Start of EXCERPTED PASSAGE

1. I don’t want to get on a soapbox, but …

Until now, there has been no reason to question Kirby Smart. Blind faith from all things red and black.

But let things get sideways this weekend in Jacksonville against rival Florida, and everything comes into play. Blown leads against Alabama, questionable game and clock management, and yes, even personnel decisions.

Smart, entering his 4th Cocktail Party as Georgia’s coach, says the Dawgs are excited about getting on the field again, “regardless of how we have played.”

Yet that’s the problem. A season that was set up for elite success is suddenly at a crossroads – and has left Smart staring at the first critical game of his head coaching tenure.

Georgia has better players than Florida. Georgia recruits better than Florida.

Georgia has the better quarterback, is better on the lines of scrimmage and has the No. 1 scoring defense in the SEC (and 5th in the nation).

Florida is playing with a backup quarterback and a banged up defensive line and a secondary that gets younger with each injury.

There’s no way in hell Georgia should lose this game, yet this is where we are: The Gators are a dangerous and confident team, and Smart is one loss from everything he has built since he arrived in 2016 coming into critical focus.

End of EXCERPTED PASSAGE
Start of EXCERPTED RECORDS

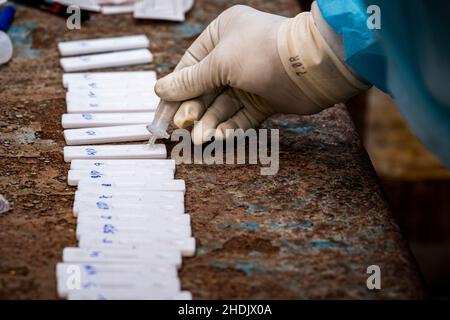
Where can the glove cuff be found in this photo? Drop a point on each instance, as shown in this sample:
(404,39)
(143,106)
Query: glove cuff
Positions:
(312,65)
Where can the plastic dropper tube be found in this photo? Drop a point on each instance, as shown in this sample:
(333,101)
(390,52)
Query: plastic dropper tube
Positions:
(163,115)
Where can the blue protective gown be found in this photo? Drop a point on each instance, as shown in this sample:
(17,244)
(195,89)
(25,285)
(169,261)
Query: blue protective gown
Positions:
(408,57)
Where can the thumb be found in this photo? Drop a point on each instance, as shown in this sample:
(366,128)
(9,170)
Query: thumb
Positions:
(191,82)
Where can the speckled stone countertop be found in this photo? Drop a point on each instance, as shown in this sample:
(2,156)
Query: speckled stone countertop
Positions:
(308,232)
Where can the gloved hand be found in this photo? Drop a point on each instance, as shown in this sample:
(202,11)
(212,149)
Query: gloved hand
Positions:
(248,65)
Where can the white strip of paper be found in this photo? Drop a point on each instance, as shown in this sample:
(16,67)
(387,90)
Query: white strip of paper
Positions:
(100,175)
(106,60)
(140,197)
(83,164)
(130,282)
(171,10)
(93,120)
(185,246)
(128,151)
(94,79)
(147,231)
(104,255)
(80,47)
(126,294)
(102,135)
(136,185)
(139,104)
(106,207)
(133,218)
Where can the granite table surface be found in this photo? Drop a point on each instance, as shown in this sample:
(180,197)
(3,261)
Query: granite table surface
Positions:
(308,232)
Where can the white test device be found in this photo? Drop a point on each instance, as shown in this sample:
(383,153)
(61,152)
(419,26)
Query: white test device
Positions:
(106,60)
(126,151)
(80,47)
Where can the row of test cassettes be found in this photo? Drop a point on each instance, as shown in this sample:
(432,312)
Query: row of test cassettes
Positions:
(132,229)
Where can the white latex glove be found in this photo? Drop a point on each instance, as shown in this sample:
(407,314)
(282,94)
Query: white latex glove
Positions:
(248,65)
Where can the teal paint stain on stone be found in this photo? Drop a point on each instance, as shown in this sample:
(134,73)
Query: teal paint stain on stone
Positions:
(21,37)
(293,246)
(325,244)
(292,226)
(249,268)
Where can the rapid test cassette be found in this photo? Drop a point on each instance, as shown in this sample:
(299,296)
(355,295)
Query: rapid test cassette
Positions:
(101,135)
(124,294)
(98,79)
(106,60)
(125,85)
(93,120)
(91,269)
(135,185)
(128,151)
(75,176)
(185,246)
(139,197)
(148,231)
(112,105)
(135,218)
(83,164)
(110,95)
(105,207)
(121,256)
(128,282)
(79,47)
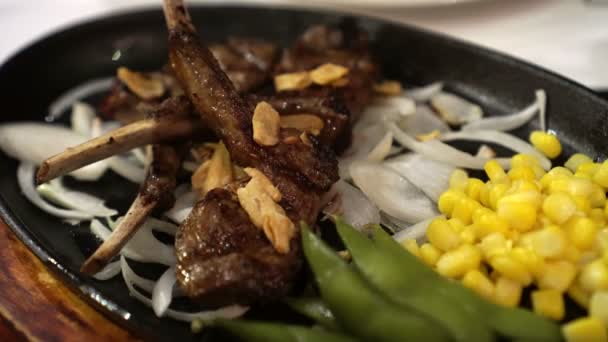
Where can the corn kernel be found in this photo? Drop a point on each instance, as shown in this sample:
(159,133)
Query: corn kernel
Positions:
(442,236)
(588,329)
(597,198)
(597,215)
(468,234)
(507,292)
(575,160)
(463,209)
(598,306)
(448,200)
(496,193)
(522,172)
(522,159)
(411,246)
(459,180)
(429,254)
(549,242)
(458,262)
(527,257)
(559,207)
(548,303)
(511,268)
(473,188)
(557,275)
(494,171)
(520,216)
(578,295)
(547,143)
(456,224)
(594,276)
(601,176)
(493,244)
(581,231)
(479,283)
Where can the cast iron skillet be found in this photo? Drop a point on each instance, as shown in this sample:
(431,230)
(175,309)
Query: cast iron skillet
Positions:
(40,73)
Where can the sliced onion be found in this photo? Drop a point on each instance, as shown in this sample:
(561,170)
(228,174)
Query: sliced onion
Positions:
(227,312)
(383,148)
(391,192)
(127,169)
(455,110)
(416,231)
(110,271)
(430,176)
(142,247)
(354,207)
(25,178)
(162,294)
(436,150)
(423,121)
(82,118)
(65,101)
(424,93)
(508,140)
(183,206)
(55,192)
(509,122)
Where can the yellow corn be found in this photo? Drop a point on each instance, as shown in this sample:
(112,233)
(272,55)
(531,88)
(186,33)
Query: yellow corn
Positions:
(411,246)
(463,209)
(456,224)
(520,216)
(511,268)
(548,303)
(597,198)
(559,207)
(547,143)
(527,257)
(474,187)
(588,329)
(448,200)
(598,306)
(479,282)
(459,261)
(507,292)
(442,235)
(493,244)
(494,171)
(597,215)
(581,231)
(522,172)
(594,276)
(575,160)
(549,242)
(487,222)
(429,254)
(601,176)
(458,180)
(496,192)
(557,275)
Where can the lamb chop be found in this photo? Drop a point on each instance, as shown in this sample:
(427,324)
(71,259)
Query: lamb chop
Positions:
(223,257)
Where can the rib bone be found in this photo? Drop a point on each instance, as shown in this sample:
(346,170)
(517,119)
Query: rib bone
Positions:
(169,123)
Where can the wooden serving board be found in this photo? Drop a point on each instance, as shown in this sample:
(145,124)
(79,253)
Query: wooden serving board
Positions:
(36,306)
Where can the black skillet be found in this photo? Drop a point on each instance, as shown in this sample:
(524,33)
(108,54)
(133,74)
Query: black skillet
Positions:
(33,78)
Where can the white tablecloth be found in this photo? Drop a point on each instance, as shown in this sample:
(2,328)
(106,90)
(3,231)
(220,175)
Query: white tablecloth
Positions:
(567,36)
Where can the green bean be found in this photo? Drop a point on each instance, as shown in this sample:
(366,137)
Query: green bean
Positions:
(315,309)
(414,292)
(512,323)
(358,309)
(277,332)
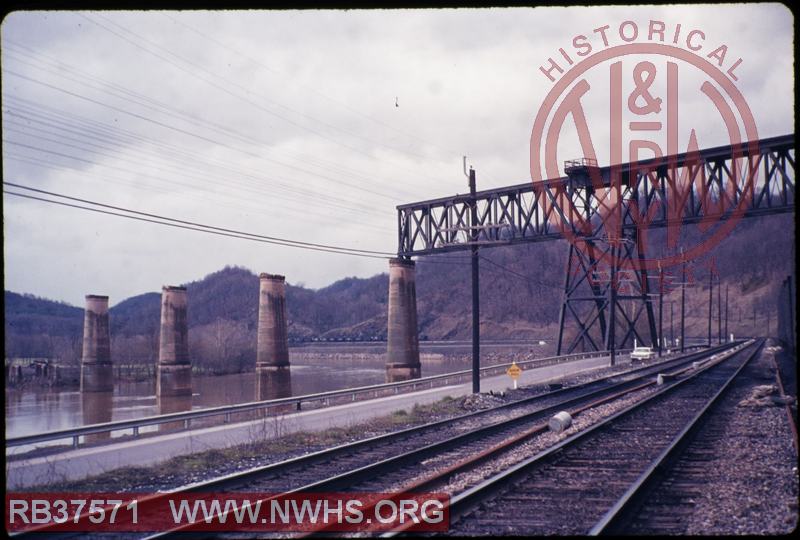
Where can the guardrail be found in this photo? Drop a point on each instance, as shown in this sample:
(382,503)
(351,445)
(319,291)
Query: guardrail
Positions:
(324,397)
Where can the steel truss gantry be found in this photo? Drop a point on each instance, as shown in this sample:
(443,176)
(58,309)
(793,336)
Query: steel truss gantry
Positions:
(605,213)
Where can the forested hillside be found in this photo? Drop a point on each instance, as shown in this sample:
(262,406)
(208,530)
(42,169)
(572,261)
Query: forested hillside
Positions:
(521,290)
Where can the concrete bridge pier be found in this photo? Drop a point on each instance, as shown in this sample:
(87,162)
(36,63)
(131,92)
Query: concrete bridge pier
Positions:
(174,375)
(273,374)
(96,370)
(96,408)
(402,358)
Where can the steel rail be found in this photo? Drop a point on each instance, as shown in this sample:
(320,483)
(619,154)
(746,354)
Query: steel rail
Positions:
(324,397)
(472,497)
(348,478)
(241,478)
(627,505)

End of EXCERPTED RECORDS

-- PROBLEMS --
**1)** Reproduce the passage of the Georgia–Florida column starting with "Until now, there" and going on through "head coaching tenure.".
**2)** Carry on the column about Kirby Smart and the Georgia–Florida game from its final sentence.

-- ANSWERS FOR THIS EXERCISE --
**1)**
Until now, there has been no reason to question Kirby Smart. Blind faith from all things red and black.

But let things get sideways this weekend in Jacksonville against rival Florida, and everything comes into play. Blown leads against Alabama, questionable game and clock management, and yes, even personnel decisions.

Smart, entering his 4th Cocktail Party as Georgia’s coach, says the Dawgs are excited about getting on the field again, “regardless of how we have played.”

Yet that’s the problem. A season that was set up for elite success is suddenly at a crossroads – and has left Smart staring at the first critical game of his head coaching tenure.

**2)**
A) The unraveling of his teams with double-digit leads to Alabama in the 2017 College Football Playoff Championship Game and the 2018 SEC Championship Game.

B) The atrocious fake punt call at midfield during the SEC Championship Game, with the game tied in the 4th quarter.

C) The fake field goal at LSU in 2018.

D) Most recently, the decision to run a play with 8 seconds remaining in regulation against South Carolina, instead of allowing Rodrigo Blankenship – one of the nation’s best kickers – try to win the game that was eventually lost in overtime.

The decision to take unthinkable risk is bad enough. The execution of those decisions has been downright putrid. And that, ladies and gentlemen, is coaching.

But this isn’t the biggest problem on the horizon for Smart should the Bulldogs lose as favorites to their bitter rivals. The oversized cloud hanging over everything this season is Smart’s decision to force former Georgia quarterback Justin Fields into playing the Georgia offense instead of Smart tweaking his offense to better suit Fields’ multiple skills.

Fields, of course, left after last season (when all he was known for was the aforementioned disastrous fake punt) and transferred to Ohio State, where he has 33 total TDs (24 pass/9 rush) and 1 INT.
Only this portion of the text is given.